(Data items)

-- -- --

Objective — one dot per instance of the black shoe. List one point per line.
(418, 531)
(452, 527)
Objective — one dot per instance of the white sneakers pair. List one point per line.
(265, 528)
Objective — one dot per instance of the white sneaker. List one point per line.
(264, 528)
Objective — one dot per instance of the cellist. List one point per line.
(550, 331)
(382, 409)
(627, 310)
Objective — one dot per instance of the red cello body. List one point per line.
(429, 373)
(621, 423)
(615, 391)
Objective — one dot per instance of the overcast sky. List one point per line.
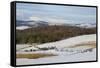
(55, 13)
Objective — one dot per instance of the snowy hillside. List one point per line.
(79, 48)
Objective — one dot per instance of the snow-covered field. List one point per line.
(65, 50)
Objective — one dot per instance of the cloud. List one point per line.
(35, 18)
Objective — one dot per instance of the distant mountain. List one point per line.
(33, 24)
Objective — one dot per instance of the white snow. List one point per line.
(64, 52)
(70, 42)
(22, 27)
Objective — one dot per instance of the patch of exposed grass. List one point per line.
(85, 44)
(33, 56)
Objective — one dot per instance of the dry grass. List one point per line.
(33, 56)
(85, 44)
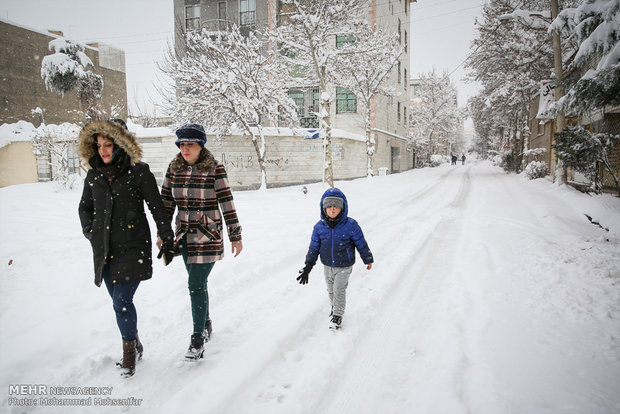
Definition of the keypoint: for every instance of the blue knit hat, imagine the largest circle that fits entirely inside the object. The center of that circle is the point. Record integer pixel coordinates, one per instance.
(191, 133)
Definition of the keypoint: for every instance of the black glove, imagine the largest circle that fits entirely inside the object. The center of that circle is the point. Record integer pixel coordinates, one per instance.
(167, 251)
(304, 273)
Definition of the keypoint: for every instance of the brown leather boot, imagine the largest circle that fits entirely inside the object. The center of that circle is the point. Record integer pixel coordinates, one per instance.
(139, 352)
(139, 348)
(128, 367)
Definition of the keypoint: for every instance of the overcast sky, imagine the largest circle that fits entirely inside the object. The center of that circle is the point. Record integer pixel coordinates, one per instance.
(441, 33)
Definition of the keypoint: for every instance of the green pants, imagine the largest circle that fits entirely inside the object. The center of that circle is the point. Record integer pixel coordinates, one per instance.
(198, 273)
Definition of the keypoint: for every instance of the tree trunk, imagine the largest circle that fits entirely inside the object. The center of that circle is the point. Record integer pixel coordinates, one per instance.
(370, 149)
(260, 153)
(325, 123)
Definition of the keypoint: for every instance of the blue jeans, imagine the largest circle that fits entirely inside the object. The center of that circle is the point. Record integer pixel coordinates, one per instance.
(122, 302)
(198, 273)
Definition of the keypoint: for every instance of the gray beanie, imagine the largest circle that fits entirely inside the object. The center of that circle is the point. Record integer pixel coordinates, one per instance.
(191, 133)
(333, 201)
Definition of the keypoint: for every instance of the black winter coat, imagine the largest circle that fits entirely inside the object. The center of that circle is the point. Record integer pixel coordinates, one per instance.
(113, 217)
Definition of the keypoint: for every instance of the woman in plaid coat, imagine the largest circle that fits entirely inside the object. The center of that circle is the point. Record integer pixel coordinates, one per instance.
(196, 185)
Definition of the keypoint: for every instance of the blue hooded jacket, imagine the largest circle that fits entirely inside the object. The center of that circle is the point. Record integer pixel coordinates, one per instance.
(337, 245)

-- -- --

> **What you need to do**: Transcribe the records above verbatim. Do not carry over any picture.

> **Result for this exercise**:
Objective — one dot per instance of the black shoe. List one point per line.
(418, 531)
(452, 527)
Objective — one dot per instance of the white sneakers pair. List one point per line.
(265, 528)
Objective — one dot per instance of the white sneaker. List one point per line.
(264, 528)
Objective — one dot per instance of the cellist. List one point per line.
(550, 331)
(382, 409)
(627, 310)
Objective — one dot per instance of the red cello body. List one point per line.
(429, 373)
(621, 423)
(615, 391)
Objective — one dot per instance of the overcast sky. List one point per line.
(55, 13)
Objective — one dot per instance of the snowy hillside. List one point per line.
(79, 48)
Objective — one dot per instance of the snow-covered field. List one point per line.
(65, 50)
Objective — one dot per instance of the cloud. List one point per line.
(35, 18)
Objective — one dot per instance of the distant mountain. List one point per line.
(33, 24)
Objective — one dot per instance of the white snow. List one point per line.
(64, 52)
(70, 42)
(22, 27)
Objective — one dot per instance of the patch of exposed grass. List one point per line.
(85, 44)
(33, 56)
Objective — one dot per instance of the dry grass. List one point per line.
(33, 56)
(85, 44)
Definition of the keypoint: for every instance of the blue knit hat, imagine the largest circle that fits entirely inside the object. The center of that circle is the point. Record integer pixel coordinates, one per instance.
(191, 133)
Definition of the keypoint: for every instance of the black glove, imagine the largest circle that fits entirely inside the object. The center of that circle is the point. Record integer pixel coordinates, one per instance.
(167, 251)
(304, 273)
Definition of the keypoint: for every instance of the brown leather boot, imagine the largest circle that fits entirely inside the object. The center of that circle is the point. Record integer pixel coordinates, one per instance.
(139, 352)
(139, 348)
(128, 367)
Definition of the keypoint: for every instance of the overcast sky, imagine the largest circle that fits entirely inside the object. The center of that circle is the point. Record integer pixel coordinates, one per instance.
(441, 33)
Definition of the keypoint: for every instance of the green pants, imagine the largest circle that fits entirely inside the object. The center of that circle is the point. Record integer pixel coordinates, one per instance.
(198, 273)
Definition of the keypoint: for every instance of the tree trunk, imagine the largest circle that fits entirely inside the object. The center of that circle is the point. Record integer pixel coordinates, one per instance.
(370, 149)
(260, 153)
(325, 123)
Definition of the keypoint: for every instance of the blue jeans, imagine the largest circle that fits entirely inside the object. The center of that circle is the point. Record integer pixel coordinates, one per instance.
(122, 302)
(198, 273)
Definition of the keypoint: for every instance of the gray beanie, imagine the largest circle that fits entirely inside the object. The center of that circle is the point. Record integer pixel coordinates, one per instance.
(191, 133)
(333, 201)
Definition of the keypoint: for every instance of the black winter coat, imagine the largest circle that fits entirely inside the object. The center of that circle is the point. Record integer pixel coordinates, one per instance.
(113, 217)
Definition of the keypoint: for every instance of the woman in plaid coat, imagine the largest circle that fits entirely inside the object. The center of that circle is the point. Record integer pixel coordinates, one per instance.
(196, 185)
Definition of the keypoint: for every instance of the blue hooded jacket, imagine the largest circle that fits entirely inside the object. The center of that circle is the point. Record integer pixel coordinates, one per instance.
(337, 245)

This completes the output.